→ Problem
Return each line of the records below that contains the word "basket", copying each line in full.

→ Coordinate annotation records
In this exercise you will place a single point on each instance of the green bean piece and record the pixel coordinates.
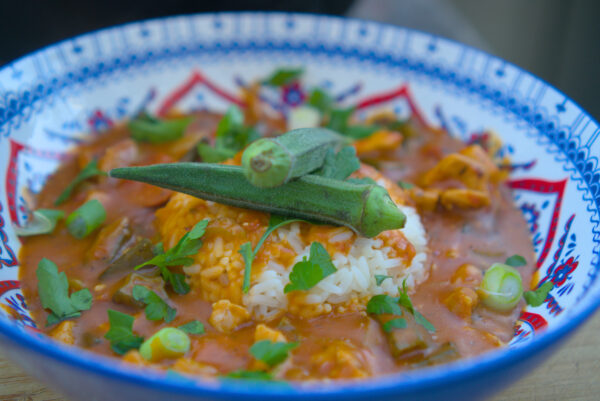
(43, 221)
(167, 343)
(502, 287)
(270, 162)
(86, 219)
(365, 208)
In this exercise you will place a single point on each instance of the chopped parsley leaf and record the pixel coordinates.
(308, 272)
(271, 353)
(53, 289)
(43, 221)
(405, 185)
(179, 255)
(120, 333)
(383, 304)
(156, 307)
(379, 278)
(231, 137)
(248, 254)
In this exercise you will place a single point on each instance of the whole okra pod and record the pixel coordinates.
(270, 162)
(365, 208)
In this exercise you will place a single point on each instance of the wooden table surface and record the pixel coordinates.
(573, 373)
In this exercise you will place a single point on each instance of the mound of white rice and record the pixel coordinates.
(355, 275)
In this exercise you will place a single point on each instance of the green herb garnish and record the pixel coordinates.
(379, 278)
(250, 375)
(193, 327)
(339, 165)
(405, 185)
(179, 255)
(539, 295)
(53, 289)
(271, 353)
(248, 254)
(85, 219)
(43, 221)
(308, 272)
(231, 137)
(283, 76)
(156, 307)
(515, 261)
(120, 333)
(89, 171)
(146, 128)
(383, 304)
(398, 323)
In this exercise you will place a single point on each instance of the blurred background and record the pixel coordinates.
(557, 40)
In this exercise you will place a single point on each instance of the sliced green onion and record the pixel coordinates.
(43, 221)
(86, 219)
(146, 128)
(167, 343)
(502, 287)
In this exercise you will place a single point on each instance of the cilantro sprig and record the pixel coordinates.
(43, 221)
(249, 254)
(89, 171)
(539, 295)
(231, 137)
(385, 304)
(53, 290)
(192, 327)
(156, 307)
(179, 255)
(308, 272)
(120, 333)
(271, 353)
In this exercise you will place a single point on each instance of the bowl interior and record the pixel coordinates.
(51, 100)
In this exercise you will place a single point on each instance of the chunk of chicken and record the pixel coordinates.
(227, 316)
(64, 332)
(461, 302)
(264, 332)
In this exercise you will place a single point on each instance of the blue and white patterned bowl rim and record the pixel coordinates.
(447, 79)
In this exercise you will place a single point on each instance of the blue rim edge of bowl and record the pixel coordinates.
(402, 382)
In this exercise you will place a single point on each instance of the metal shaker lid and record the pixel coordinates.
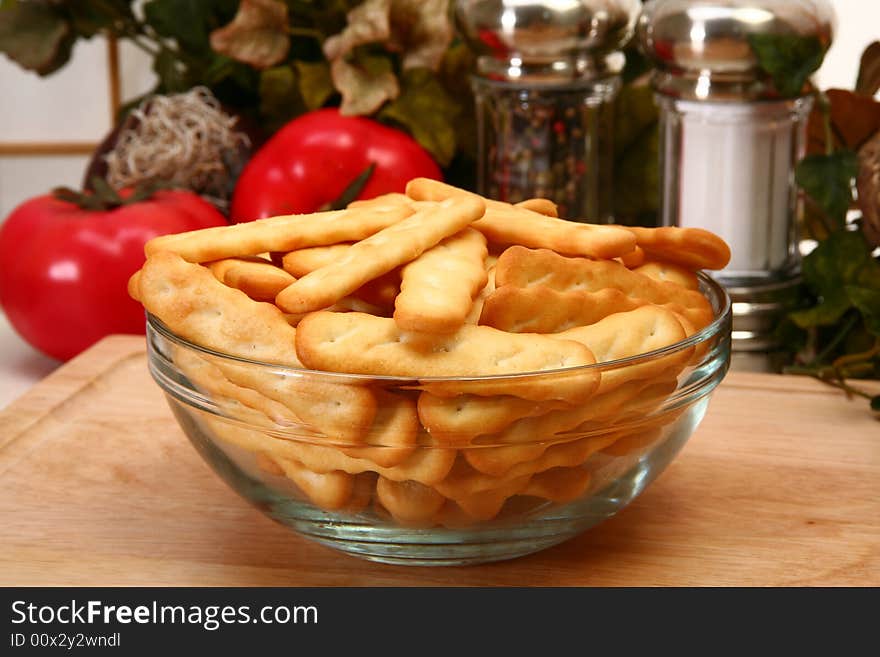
(701, 48)
(546, 41)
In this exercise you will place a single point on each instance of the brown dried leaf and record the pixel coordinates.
(367, 23)
(365, 83)
(869, 189)
(869, 71)
(421, 31)
(257, 35)
(854, 119)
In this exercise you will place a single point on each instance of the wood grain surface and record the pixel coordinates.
(780, 486)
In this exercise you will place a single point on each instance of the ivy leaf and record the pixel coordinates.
(636, 144)
(869, 71)
(867, 300)
(171, 73)
(841, 273)
(315, 84)
(427, 111)
(257, 35)
(827, 179)
(789, 59)
(35, 36)
(280, 100)
(854, 119)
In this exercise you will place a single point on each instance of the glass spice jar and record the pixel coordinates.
(730, 141)
(547, 75)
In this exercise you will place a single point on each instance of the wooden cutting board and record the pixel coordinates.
(98, 486)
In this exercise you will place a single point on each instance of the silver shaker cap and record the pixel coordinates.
(547, 41)
(701, 48)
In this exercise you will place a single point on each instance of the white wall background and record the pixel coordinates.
(73, 104)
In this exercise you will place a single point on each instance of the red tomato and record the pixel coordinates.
(312, 159)
(64, 270)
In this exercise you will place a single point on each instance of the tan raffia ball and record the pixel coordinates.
(184, 139)
(869, 189)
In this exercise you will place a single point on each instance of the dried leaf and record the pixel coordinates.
(279, 96)
(421, 31)
(869, 71)
(257, 35)
(868, 184)
(854, 119)
(365, 82)
(367, 23)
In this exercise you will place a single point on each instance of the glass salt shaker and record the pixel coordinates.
(730, 144)
(547, 74)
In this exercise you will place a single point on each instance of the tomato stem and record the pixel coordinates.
(105, 197)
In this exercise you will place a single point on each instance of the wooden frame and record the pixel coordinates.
(50, 148)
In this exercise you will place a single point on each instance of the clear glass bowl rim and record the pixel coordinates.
(721, 321)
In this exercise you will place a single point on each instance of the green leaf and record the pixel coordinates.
(89, 17)
(867, 300)
(636, 159)
(828, 181)
(788, 58)
(172, 74)
(184, 20)
(280, 100)
(841, 273)
(36, 36)
(315, 85)
(353, 189)
(427, 111)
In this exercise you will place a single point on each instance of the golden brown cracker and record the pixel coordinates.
(197, 307)
(455, 421)
(364, 344)
(694, 248)
(437, 289)
(540, 205)
(256, 277)
(409, 502)
(523, 267)
(380, 253)
(507, 224)
(541, 309)
(669, 272)
(285, 233)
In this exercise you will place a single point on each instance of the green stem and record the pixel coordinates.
(852, 359)
(307, 32)
(836, 340)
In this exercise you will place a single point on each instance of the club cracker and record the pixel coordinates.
(507, 224)
(522, 267)
(256, 277)
(380, 253)
(197, 307)
(285, 233)
(363, 344)
(694, 248)
(669, 272)
(541, 309)
(437, 289)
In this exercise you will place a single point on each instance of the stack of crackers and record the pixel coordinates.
(484, 314)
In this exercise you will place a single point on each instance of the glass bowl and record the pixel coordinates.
(442, 471)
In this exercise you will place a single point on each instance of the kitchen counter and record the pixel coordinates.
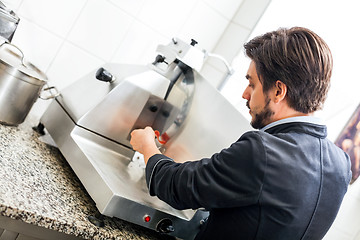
(37, 186)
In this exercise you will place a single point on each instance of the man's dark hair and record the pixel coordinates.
(297, 57)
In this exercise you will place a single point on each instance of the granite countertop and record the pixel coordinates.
(38, 186)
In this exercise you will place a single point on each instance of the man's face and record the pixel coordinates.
(257, 101)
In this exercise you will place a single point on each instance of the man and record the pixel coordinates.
(285, 181)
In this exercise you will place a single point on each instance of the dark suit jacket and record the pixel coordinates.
(283, 183)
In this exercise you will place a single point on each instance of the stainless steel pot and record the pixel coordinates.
(20, 85)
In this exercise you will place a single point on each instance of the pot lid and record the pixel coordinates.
(17, 65)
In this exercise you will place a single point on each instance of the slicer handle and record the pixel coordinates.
(103, 75)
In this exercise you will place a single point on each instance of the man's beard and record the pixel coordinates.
(261, 119)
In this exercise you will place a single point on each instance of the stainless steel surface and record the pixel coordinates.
(8, 22)
(91, 121)
(20, 85)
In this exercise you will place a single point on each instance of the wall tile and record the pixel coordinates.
(100, 28)
(226, 8)
(56, 16)
(38, 45)
(205, 25)
(139, 45)
(166, 17)
(70, 64)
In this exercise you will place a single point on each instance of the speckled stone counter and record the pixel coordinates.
(37, 186)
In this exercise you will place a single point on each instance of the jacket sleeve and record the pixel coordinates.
(230, 178)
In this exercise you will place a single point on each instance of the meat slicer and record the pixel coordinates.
(91, 121)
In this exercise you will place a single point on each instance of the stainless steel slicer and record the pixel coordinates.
(91, 121)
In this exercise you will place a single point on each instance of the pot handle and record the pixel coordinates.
(22, 54)
(52, 95)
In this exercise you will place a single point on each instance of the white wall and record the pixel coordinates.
(69, 38)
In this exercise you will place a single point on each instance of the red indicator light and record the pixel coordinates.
(147, 218)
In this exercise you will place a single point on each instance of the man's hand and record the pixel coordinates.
(143, 141)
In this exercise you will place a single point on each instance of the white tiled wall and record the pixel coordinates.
(67, 39)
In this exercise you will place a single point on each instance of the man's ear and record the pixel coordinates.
(280, 91)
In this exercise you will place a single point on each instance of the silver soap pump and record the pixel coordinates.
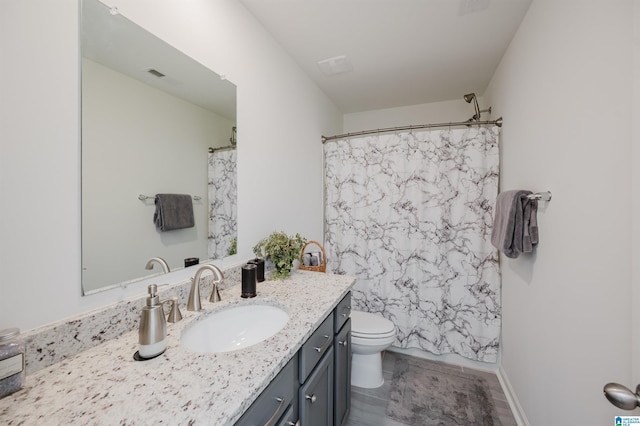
(153, 326)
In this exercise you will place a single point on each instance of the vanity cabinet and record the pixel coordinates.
(315, 386)
(277, 399)
(315, 400)
(342, 361)
(342, 375)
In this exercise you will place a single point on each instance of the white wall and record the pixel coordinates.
(281, 116)
(436, 112)
(150, 143)
(564, 88)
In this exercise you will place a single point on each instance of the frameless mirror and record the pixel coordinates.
(150, 117)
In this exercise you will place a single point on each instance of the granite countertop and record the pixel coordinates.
(105, 385)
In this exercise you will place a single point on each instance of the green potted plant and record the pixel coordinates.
(282, 250)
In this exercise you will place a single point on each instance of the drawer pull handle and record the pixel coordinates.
(324, 345)
(275, 415)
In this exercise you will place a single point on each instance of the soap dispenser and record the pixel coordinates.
(153, 326)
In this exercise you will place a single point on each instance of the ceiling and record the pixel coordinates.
(402, 52)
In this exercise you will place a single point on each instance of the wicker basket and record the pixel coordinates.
(319, 268)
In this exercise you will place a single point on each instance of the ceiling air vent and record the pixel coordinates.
(155, 73)
(335, 65)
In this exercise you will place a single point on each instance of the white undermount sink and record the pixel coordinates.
(234, 328)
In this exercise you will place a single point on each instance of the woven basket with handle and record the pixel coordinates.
(320, 268)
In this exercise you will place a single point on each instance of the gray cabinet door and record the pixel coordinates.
(315, 400)
(342, 375)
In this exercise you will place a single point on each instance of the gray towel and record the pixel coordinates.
(173, 211)
(515, 226)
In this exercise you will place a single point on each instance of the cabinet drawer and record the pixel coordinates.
(317, 345)
(290, 418)
(274, 401)
(342, 312)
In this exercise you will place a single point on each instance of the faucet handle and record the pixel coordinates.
(174, 315)
(215, 294)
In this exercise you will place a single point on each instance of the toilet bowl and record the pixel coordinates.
(370, 335)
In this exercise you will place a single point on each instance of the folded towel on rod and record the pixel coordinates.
(515, 224)
(173, 211)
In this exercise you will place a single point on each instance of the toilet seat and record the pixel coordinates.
(369, 326)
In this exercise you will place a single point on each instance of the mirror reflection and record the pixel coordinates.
(154, 121)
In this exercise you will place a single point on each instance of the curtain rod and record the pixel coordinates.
(222, 148)
(496, 122)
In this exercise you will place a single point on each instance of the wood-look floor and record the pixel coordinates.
(369, 406)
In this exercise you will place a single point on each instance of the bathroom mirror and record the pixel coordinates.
(150, 114)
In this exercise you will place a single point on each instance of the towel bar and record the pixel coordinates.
(542, 196)
(143, 197)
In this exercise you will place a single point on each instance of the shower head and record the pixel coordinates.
(621, 396)
(472, 97)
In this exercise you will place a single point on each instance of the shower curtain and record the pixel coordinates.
(223, 225)
(410, 215)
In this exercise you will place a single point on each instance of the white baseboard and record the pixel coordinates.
(512, 399)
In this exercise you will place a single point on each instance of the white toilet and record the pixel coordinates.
(370, 335)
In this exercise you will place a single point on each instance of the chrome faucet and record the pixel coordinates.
(160, 261)
(194, 294)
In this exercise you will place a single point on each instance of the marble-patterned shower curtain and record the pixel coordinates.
(410, 216)
(223, 195)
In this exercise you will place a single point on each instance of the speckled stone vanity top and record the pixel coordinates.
(105, 385)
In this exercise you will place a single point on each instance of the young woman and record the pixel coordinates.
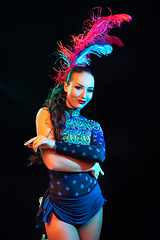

→ Solved problem
In this exercise you will place a single point on each instance of the wicker basket and record the pixel coordinates.
In this exercise you will place a single point on each instance of the woven basket with handle and record the pixel coordinates.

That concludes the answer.